--- Enunciado do exercício ---
Transcreva fielmente todas as linhas dos itens a seguir, sem nenhuma alteração.

Registros extraídos de uma coleção
=-=-=-=-=
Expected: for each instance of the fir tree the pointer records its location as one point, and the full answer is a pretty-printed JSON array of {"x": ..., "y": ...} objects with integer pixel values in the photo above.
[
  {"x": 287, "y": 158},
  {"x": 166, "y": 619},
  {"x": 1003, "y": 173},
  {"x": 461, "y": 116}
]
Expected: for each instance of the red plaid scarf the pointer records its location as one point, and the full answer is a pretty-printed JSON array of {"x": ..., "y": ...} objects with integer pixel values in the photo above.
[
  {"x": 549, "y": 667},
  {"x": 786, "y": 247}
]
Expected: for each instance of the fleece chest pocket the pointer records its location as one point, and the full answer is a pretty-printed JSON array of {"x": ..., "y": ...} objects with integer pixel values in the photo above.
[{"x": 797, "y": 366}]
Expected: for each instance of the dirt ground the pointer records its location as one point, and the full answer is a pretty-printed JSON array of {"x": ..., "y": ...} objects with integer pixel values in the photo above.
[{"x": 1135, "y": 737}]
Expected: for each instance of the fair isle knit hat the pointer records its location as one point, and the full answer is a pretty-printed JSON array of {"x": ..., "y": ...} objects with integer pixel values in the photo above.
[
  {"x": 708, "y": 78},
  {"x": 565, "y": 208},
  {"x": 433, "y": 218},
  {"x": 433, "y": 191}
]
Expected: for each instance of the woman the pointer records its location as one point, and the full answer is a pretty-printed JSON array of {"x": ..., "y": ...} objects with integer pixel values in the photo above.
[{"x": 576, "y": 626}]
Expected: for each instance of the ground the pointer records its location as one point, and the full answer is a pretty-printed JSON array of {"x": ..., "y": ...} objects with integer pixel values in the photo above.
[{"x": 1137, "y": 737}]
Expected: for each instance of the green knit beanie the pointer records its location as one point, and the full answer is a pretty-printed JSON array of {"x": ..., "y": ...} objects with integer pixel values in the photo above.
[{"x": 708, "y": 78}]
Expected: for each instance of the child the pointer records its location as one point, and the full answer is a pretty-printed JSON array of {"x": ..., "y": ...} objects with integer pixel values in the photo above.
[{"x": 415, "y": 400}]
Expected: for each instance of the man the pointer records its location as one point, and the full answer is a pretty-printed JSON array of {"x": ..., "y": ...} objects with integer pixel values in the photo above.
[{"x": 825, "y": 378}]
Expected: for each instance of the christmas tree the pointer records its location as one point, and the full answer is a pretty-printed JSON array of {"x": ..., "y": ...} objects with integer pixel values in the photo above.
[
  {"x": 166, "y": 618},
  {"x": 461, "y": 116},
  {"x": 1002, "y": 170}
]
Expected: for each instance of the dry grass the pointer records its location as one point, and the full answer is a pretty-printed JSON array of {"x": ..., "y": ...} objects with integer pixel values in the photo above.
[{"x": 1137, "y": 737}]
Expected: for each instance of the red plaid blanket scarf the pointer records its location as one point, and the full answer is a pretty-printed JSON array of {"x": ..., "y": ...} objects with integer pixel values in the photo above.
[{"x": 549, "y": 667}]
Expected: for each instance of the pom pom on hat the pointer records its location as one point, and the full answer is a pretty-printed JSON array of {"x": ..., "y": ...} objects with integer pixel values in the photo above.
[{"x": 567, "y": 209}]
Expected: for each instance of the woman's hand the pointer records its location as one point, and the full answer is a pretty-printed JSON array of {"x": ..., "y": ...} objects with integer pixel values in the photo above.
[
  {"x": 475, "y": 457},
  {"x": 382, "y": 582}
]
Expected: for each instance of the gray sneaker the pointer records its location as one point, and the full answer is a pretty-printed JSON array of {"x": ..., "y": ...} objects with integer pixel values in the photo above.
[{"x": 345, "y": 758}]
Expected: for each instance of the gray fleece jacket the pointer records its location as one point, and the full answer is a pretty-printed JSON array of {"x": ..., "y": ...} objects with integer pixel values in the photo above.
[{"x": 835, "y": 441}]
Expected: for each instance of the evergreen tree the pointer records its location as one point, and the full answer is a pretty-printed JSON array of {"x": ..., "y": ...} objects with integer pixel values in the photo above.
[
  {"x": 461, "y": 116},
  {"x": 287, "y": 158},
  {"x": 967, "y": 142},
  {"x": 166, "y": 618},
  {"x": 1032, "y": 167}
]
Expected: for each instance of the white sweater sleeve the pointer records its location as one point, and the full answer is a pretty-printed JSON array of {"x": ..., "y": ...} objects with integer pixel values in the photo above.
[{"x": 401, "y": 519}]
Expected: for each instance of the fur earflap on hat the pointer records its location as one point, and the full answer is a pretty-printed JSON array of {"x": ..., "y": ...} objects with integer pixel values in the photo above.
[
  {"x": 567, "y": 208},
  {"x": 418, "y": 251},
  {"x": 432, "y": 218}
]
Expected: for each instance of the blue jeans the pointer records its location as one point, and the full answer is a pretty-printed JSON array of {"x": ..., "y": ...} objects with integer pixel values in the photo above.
=-=-=-=-=
--- Resposta completa ---
Expected: for each instance of the fir tree the pointer records its location as one point, and the full answer is a pretty-printed JSON array of {"x": ..., "y": ...} objects with integer pixel values in the photo above.
[
  {"x": 287, "y": 158},
  {"x": 166, "y": 619},
  {"x": 1003, "y": 173},
  {"x": 461, "y": 116}
]
Expected: for each instance of the red plaid scarf the pointer records its location as one point, and the full answer is a pretty-printed JSON array of {"x": ..., "y": ...} objects with integer pixel values in the photo above.
[
  {"x": 549, "y": 667},
  {"x": 786, "y": 247}
]
Expected: for each instance of the fleece chest pocket the pointer records its location as one point, and the full answer is a pretty-printed JSON array of {"x": ..., "y": ...} objects with integer pixel values in the photo above.
[{"x": 797, "y": 366}]
Expected: for each instance of the dirt ground the pointer records its location as one point, and the full answer is a pretty-printed JSON array of {"x": ..., "y": ...} objects with integer pixel values in the photo above.
[{"x": 1135, "y": 737}]
Expected: for each instance of the fair isle knit hat the pointer records its location as one point, and the full answer is a pretty-printed JSON array of {"x": ..., "y": ...} objects with integer pixel values in the photo above.
[
  {"x": 708, "y": 78},
  {"x": 565, "y": 208},
  {"x": 433, "y": 218},
  {"x": 433, "y": 191}
]
Expected: for each instance of the woman the pointer records its location as one point, and the full answer is a pretty-printed JSON array of {"x": ..., "y": ...} objects with integer pixel values in the photo above.
[{"x": 576, "y": 626}]
Expected: for each instance of the ground the pointer records its location as one point, and the full answer is a pretty-printed JSON array of {"x": ..., "y": ...} objects with integer pixel values in the photo above.
[{"x": 1137, "y": 737}]
Expected: for each instance of the green knit beanie the pointer records its location as one point, and the full answer is a pretty-printed JSON array of {"x": ..., "y": ...} objects with integer pixel values in the photo above.
[{"x": 708, "y": 78}]
Expected: for each instance of the child the pointer records its location as one point, and the full answer is a pretty-printed JSON array of {"x": ..., "y": ...} objects with integer pixel values in the photo above.
[{"x": 415, "y": 400}]
Expected: for each instance of the man the pointer records its location as one point, and the full answer is a pretty-printed JSON array of {"x": ..., "y": ...} objects with integer pixel values in the photo above.
[{"x": 825, "y": 378}]
Expected: for each instance of the christmas tree the pointer records its location as one point, and the full answer is a pretty-printed JSON array of {"x": ..., "y": ...} objects with integer pixel values in the photo above.
[
  {"x": 166, "y": 618},
  {"x": 461, "y": 116},
  {"x": 1002, "y": 170}
]
Expected: for each instance of the dry grass the pointer records its location as one point, and the full answer is a pretty-printed JSON array of {"x": ..., "y": ...} objects with integer pixel values in the photo above.
[{"x": 1137, "y": 737}]
Expected: for each instance of the red plaid blanket scarf the pointer records its location as one point, and the full answer is a pretty-printed JSON array of {"x": ..., "y": ...} objects with integer pixel values in the photo above.
[{"x": 549, "y": 667}]
Expected: for each instance of the pom pom on hat the pointer records its location as one point, and the full answer is a pretty-printed JSON array of {"x": ..., "y": ...} objects with integer pixel values in the photo above.
[{"x": 567, "y": 209}]
Expected: for each instance of the woman's hand the pointer records its location as one point, and the full answer is a pretty-printed JSON array of {"x": ..., "y": ...} objects with integer pixel values in the photo above.
[
  {"x": 475, "y": 457},
  {"x": 382, "y": 582}
]
Expected: for each instance of the gray sneaker the pointer records its location as one point, and the full answer is a pretty-printed JSON array of {"x": ..., "y": ...} objects with integer pixel values in the photo above.
[{"x": 345, "y": 758}]
Expected: for each instance of the gray fleece jacket the pointer records its location as one point, and the full answer is a pretty-printed JSON array of {"x": ..., "y": ...} objects with integer pixel values in the photo above.
[{"x": 835, "y": 441}]
Expected: for each instance of the evergreen tree the pointer records its location as one point, and the full answer is a pretty-printed JSON array of {"x": ..., "y": ...} objects with integer pixel values in the photo above.
[
  {"x": 461, "y": 116},
  {"x": 287, "y": 158},
  {"x": 967, "y": 142},
  {"x": 166, "y": 618},
  {"x": 1032, "y": 167}
]
Expected: for each instance of the white sweater sleeve the pointer records its location as one point, and the full answer is a pretty-printed JSON array of {"x": ..., "y": ...} objects with integer pixel values in the photo above.
[{"x": 401, "y": 519}]
Expected: for each instance of the fur earflap on hat the pointer records its location as one point, and the full answer is a pretty-printed JSON array of {"x": ..., "y": ...} objects with integer pixel values in the photo above.
[
  {"x": 567, "y": 208},
  {"x": 418, "y": 251},
  {"x": 432, "y": 218}
]
Expected: for each instance of the blue jeans the pointer records its location as one point, and the full answer is a pretty-printed JSON array of {"x": ..., "y": ...} objects with integer pixel values in the photo above.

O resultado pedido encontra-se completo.